What you are asked to do:
Can you find the lines of the listing that include "wheel" and copy every one?

Data:
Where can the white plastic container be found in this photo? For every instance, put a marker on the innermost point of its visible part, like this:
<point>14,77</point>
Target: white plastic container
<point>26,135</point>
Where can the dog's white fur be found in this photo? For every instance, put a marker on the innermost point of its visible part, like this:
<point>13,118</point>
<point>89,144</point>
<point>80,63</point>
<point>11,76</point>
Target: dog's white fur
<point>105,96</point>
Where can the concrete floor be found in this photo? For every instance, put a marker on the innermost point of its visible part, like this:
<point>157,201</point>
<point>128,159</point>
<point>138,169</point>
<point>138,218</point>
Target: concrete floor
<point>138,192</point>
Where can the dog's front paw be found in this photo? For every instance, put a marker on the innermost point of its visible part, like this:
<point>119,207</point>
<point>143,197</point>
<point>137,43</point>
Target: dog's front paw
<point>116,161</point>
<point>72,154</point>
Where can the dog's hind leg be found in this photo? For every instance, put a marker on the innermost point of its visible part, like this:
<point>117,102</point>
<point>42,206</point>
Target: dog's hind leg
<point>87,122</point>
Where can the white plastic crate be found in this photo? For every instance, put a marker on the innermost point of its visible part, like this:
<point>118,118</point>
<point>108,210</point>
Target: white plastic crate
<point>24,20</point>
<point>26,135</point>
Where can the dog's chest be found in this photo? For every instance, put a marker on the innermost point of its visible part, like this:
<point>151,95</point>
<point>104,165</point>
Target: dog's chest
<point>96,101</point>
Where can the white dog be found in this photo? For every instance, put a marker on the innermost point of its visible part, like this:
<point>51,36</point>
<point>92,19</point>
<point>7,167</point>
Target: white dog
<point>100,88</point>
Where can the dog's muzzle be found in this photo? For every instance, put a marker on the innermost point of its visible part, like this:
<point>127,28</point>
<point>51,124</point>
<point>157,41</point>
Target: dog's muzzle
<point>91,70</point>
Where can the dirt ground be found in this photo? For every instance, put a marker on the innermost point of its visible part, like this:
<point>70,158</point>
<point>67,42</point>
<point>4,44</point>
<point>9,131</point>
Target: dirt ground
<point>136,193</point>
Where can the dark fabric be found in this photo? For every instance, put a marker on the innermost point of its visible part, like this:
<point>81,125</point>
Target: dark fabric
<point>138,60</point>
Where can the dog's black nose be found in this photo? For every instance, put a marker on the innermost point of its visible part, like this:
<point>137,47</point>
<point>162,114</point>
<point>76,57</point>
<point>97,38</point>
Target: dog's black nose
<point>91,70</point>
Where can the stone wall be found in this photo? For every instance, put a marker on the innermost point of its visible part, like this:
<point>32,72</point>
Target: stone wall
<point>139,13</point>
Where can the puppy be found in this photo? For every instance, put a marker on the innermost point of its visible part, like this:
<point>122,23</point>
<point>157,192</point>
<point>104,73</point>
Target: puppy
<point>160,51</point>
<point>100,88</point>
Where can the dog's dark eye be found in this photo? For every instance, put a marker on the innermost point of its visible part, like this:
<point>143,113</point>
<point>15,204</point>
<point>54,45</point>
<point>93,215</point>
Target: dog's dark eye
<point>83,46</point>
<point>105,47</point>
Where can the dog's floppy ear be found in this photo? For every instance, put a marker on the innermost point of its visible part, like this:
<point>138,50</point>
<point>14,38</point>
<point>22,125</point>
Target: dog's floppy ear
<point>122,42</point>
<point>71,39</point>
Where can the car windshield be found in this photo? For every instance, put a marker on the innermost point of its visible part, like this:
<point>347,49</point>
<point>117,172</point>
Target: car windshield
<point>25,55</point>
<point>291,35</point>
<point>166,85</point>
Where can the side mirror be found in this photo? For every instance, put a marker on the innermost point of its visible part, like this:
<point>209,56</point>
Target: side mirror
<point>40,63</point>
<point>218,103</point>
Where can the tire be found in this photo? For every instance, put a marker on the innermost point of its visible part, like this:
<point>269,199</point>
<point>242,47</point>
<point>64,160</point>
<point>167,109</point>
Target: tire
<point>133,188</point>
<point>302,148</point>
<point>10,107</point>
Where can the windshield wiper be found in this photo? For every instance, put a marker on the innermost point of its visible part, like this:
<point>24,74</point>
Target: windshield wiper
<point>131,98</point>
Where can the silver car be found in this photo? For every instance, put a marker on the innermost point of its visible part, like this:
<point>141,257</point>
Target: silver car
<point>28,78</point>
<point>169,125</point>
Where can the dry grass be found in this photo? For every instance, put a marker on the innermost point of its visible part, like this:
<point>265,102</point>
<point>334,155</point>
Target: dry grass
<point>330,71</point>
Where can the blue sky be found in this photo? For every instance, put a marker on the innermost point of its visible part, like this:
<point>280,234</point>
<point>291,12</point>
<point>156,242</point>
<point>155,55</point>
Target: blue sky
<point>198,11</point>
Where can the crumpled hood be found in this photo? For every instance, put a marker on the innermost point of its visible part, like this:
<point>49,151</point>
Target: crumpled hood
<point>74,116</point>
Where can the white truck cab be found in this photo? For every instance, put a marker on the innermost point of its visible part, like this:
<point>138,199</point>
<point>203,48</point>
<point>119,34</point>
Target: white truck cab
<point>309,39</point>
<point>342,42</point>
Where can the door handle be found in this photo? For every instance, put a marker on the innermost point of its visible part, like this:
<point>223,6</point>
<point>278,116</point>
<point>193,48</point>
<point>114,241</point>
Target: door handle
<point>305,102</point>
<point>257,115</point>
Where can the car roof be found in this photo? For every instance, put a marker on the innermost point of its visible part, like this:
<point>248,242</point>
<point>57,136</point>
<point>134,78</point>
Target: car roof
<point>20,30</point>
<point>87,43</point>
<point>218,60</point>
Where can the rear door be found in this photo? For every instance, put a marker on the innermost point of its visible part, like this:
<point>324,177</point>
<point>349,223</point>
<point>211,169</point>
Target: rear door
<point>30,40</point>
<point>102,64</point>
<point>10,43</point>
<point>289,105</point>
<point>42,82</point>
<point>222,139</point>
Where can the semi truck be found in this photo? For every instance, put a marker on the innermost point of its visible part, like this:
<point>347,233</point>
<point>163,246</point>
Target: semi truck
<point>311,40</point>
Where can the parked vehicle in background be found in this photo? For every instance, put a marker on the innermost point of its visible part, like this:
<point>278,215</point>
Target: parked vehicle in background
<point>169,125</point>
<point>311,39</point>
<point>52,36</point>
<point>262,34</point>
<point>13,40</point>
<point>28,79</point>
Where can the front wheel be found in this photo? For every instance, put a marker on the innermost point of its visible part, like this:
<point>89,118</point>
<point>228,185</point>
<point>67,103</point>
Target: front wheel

Solution to the exercise:
Where can the front wheel be found in this photo? For every instance, put a marker on the innermost point of its visible part, like this:
Target: front wheel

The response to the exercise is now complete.